■ **DATA LINES**:
::::::::::

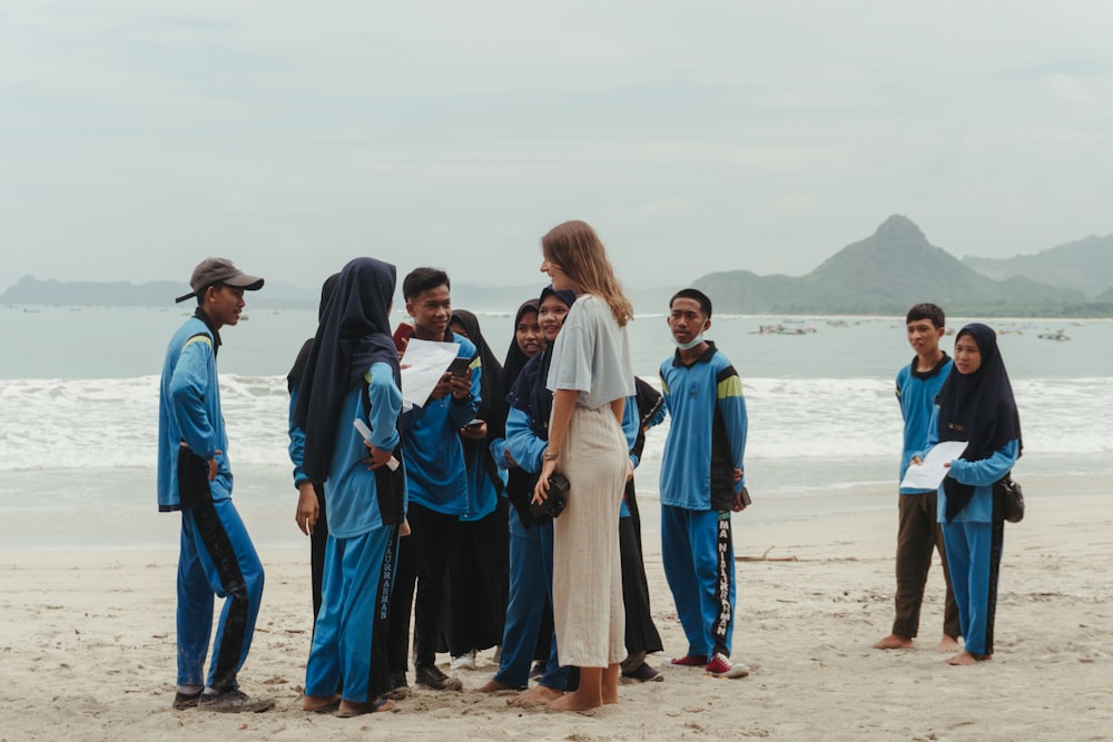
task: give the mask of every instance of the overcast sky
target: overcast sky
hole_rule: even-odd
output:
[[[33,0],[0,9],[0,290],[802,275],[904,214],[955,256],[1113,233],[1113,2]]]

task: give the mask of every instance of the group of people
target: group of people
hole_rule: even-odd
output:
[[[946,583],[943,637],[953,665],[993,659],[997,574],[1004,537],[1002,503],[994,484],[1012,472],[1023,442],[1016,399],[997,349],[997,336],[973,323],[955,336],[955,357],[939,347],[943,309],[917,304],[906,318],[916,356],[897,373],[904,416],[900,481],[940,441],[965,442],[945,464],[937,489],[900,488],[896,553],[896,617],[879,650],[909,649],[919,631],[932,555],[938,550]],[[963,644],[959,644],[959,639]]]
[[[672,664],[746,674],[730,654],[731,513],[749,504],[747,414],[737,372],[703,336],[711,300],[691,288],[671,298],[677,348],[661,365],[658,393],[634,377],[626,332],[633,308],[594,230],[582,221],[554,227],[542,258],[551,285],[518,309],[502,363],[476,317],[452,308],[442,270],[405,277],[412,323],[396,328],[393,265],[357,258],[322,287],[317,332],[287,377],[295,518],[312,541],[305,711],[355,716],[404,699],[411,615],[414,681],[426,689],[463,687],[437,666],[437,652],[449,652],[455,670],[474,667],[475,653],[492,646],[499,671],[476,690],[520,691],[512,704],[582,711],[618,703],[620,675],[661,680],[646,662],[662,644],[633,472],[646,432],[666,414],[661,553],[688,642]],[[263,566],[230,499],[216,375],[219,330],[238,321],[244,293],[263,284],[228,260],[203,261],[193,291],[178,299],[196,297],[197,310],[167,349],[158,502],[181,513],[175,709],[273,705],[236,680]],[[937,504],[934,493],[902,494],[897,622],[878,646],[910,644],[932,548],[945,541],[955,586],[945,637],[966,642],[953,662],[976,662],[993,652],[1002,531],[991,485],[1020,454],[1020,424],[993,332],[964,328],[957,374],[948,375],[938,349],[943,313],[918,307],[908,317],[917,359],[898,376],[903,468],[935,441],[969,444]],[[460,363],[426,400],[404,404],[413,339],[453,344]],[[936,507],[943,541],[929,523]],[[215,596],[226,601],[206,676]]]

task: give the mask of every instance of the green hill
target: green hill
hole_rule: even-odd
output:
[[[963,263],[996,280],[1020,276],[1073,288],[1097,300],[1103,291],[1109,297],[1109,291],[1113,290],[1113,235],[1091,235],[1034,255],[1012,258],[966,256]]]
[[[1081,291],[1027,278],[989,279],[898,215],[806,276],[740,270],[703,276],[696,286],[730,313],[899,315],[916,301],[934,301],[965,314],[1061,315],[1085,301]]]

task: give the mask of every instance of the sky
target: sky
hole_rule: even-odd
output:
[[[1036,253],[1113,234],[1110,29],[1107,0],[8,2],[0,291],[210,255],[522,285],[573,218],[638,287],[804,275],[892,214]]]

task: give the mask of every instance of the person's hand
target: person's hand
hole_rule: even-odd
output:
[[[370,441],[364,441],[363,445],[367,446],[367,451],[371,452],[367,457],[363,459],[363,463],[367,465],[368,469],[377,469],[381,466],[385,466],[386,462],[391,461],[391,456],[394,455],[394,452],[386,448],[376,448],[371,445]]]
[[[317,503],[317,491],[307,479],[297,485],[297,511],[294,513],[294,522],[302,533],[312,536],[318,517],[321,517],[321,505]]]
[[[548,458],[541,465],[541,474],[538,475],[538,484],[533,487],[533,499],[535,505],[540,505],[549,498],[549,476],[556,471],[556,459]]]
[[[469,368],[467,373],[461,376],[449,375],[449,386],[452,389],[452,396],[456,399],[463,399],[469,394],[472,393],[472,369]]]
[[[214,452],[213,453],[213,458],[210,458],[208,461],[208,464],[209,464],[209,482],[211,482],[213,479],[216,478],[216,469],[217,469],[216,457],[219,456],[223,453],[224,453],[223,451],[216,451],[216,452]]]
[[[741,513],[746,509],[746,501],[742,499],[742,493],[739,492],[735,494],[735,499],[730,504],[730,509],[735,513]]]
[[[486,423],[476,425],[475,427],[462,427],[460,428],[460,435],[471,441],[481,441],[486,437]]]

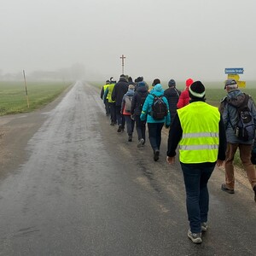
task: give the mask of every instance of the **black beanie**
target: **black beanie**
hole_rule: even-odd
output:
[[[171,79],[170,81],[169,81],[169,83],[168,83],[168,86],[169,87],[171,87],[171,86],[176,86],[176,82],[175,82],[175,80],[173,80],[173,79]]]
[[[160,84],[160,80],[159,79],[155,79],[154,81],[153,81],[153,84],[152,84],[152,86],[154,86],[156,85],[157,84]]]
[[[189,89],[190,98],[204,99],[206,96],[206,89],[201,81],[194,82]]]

::::::::::

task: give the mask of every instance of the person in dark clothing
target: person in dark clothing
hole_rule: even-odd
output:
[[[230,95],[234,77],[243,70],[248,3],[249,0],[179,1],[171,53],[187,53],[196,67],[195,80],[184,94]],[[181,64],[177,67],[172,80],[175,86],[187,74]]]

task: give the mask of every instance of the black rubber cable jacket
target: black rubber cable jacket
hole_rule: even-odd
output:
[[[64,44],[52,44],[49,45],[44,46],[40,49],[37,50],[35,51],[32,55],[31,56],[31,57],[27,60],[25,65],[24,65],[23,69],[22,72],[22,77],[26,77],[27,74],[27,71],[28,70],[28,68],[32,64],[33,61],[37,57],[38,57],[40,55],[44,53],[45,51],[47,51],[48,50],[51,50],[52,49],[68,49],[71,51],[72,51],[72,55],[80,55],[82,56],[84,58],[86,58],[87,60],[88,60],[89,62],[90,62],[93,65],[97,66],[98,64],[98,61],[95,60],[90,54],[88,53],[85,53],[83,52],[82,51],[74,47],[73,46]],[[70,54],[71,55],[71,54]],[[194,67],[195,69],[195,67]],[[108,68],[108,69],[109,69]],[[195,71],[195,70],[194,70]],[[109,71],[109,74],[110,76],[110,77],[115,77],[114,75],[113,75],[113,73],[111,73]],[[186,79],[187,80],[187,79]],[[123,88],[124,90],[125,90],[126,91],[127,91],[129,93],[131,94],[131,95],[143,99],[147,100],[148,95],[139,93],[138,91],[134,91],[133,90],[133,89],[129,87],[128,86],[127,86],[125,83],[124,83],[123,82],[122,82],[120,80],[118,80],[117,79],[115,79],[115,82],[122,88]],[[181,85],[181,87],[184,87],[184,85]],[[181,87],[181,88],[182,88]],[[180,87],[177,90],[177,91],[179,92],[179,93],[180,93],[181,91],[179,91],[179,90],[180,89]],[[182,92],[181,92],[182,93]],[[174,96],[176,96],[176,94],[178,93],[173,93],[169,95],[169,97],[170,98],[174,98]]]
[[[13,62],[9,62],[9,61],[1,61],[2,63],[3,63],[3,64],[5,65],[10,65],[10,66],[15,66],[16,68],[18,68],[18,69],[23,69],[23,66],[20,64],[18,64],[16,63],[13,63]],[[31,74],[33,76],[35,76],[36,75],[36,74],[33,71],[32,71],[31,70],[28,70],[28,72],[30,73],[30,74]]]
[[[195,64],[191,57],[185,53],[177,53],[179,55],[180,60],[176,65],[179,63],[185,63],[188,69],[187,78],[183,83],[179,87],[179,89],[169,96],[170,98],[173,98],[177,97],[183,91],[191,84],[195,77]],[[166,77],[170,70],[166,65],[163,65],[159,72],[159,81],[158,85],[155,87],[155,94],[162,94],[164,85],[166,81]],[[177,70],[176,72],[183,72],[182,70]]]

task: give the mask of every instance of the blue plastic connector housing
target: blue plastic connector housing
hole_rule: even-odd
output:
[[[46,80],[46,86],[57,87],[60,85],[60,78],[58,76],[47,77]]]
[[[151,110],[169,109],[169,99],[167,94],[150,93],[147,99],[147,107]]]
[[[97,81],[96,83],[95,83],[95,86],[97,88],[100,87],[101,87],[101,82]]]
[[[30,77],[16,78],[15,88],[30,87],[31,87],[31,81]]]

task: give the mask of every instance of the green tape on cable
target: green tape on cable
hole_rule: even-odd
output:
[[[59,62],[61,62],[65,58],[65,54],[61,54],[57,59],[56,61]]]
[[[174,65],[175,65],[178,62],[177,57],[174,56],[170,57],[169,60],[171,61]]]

::::::::::

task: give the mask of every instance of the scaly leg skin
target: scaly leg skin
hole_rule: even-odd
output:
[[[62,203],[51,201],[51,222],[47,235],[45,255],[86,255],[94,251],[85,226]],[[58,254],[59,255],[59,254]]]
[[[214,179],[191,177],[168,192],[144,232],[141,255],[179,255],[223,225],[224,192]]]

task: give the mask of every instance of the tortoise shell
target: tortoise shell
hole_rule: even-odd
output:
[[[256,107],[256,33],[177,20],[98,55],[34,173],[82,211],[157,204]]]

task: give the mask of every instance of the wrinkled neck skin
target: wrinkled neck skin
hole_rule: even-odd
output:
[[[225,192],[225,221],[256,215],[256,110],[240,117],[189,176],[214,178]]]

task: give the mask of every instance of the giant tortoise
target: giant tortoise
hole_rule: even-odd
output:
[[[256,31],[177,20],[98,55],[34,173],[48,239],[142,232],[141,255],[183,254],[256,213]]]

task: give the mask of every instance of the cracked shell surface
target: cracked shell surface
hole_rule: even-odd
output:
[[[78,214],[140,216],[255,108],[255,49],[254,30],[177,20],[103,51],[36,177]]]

::::::::::

■ **SET TASK**:
Extract every line of the data above that contains the string "plastic", and reproduce each such line in full.

■ **RESPONSE TO THE TASK**:
task: give the mask of every instance of the blue plastic connector housing
target: blue plastic connector housing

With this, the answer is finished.